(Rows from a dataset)
^^^^

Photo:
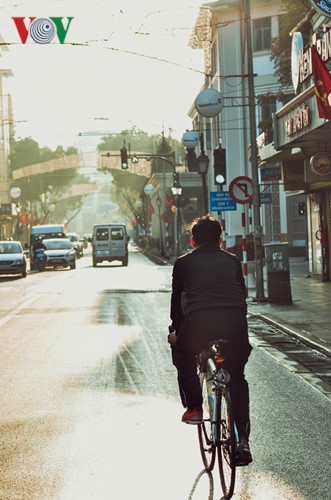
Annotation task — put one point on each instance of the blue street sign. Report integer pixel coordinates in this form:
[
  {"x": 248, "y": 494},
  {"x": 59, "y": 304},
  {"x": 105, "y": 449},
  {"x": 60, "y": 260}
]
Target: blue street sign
[
  {"x": 266, "y": 197},
  {"x": 220, "y": 201}
]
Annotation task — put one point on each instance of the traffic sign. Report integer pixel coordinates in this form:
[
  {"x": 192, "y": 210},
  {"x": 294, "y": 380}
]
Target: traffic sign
[
  {"x": 221, "y": 200},
  {"x": 241, "y": 189}
]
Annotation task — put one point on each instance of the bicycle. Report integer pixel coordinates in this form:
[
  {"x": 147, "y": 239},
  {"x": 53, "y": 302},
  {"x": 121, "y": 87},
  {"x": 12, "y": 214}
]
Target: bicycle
[{"x": 217, "y": 431}]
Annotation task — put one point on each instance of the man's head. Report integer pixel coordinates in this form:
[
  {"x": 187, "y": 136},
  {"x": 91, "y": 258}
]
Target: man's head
[{"x": 205, "y": 229}]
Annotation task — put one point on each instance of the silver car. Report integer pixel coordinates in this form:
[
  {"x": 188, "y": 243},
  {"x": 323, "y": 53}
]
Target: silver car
[
  {"x": 12, "y": 258},
  {"x": 60, "y": 253}
]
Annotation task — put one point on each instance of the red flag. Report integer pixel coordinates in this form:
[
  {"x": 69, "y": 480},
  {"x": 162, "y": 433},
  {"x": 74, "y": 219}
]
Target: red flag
[{"x": 322, "y": 79}]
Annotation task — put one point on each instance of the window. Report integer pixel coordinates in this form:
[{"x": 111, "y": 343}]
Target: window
[
  {"x": 102, "y": 234},
  {"x": 262, "y": 34},
  {"x": 268, "y": 106},
  {"x": 117, "y": 233}
]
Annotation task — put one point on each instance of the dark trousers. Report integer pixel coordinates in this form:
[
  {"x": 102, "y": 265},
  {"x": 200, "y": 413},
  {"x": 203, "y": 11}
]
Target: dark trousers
[{"x": 194, "y": 335}]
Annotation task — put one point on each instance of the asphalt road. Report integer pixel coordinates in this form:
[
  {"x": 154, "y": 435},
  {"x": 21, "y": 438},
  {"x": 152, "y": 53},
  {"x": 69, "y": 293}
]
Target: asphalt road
[{"x": 89, "y": 403}]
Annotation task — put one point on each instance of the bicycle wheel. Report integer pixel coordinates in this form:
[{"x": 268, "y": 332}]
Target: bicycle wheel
[
  {"x": 207, "y": 448},
  {"x": 226, "y": 448}
]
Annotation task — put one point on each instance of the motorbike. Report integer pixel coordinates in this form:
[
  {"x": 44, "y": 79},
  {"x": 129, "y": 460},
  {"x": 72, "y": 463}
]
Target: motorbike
[{"x": 40, "y": 259}]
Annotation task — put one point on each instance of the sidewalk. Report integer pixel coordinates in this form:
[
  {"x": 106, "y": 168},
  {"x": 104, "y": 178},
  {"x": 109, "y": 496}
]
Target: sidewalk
[{"x": 308, "y": 318}]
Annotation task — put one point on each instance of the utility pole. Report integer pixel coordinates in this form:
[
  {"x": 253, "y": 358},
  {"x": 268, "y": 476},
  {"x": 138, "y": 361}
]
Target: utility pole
[{"x": 258, "y": 245}]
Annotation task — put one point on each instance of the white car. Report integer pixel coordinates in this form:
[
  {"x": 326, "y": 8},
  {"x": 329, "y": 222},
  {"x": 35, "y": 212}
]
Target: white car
[
  {"x": 60, "y": 253},
  {"x": 12, "y": 258}
]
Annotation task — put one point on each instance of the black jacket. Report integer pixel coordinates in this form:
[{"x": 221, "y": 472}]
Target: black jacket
[{"x": 208, "y": 277}]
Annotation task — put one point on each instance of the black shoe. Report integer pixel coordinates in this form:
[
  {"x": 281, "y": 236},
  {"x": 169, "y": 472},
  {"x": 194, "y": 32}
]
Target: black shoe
[{"x": 243, "y": 453}]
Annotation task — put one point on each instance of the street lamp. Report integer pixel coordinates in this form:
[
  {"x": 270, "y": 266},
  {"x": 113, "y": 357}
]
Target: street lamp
[
  {"x": 176, "y": 189},
  {"x": 158, "y": 203},
  {"x": 15, "y": 193},
  {"x": 202, "y": 166}
]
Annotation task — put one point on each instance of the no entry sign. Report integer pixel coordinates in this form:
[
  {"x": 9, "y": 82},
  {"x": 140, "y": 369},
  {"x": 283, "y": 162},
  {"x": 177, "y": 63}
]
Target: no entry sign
[{"x": 241, "y": 189}]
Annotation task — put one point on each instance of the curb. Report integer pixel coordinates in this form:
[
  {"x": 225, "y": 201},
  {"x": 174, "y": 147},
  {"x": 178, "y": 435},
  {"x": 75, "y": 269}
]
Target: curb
[{"x": 305, "y": 340}]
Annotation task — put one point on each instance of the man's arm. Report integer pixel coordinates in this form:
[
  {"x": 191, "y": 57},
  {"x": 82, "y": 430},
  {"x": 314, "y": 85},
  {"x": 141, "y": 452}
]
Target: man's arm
[{"x": 176, "y": 313}]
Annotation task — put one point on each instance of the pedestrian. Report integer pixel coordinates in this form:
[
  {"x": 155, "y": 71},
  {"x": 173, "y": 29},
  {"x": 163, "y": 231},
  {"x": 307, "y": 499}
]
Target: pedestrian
[{"x": 208, "y": 302}]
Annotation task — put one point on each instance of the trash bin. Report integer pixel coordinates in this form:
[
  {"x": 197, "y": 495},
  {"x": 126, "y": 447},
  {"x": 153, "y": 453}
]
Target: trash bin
[{"x": 278, "y": 272}]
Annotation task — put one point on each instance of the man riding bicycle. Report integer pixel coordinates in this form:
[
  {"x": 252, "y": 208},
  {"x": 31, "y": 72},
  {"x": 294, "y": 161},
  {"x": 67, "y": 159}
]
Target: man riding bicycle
[{"x": 208, "y": 302}]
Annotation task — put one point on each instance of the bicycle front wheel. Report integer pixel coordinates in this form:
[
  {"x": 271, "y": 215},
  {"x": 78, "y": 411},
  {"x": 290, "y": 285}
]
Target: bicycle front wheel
[
  {"x": 226, "y": 448},
  {"x": 207, "y": 447}
]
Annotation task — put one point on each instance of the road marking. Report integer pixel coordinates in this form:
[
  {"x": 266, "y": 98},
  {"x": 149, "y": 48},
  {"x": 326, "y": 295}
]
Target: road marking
[{"x": 18, "y": 309}]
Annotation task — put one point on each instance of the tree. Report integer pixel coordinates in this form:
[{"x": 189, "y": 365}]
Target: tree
[
  {"x": 134, "y": 139},
  {"x": 25, "y": 152},
  {"x": 128, "y": 187},
  {"x": 294, "y": 12}
]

^^^^

WORK TO COMPLETE:
Rewrite the stretch of material from the line containing "the bicycle front" through the end of the material, both ends included, and include the requests. Scale every x and y coordinate in the answers by 1.85 and round to whole numbers, with halves rounded up, but leave the coordinates in the requests and their format samples unchanged.

SOLUTION FOR THIS TASK:
Annotation task — put one point on each instance of the bicycle front wheel. Report integer pixel coordinates in this form:
[
  {"x": 271, "y": 215},
  {"x": 78, "y": 411},
  {"x": 290, "y": 285}
]
Target: bicycle front wheel
[
  {"x": 418, "y": 829},
  {"x": 383, "y": 827}
]
Annotation task — put one point on each instance of the road marking. Report integer pixel coordinates in this form:
[
  {"x": 266, "y": 98},
  {"x": 149, "y": 48},
  {"x": 326, "y": 295}
]
Target: road marking
[{"x": 33, "y": 572}]
Annotation task — put one point on each instance of the tree. Report integer pixel coordinates in this form:
[{"x": 189, "y": 365}]
Target: tree
[
  {"x": 248, "y": 257},
  {"x": 46, "y": 281},
  {"x": 237, "y": 346},
  {"x": 544, "y": 22}
]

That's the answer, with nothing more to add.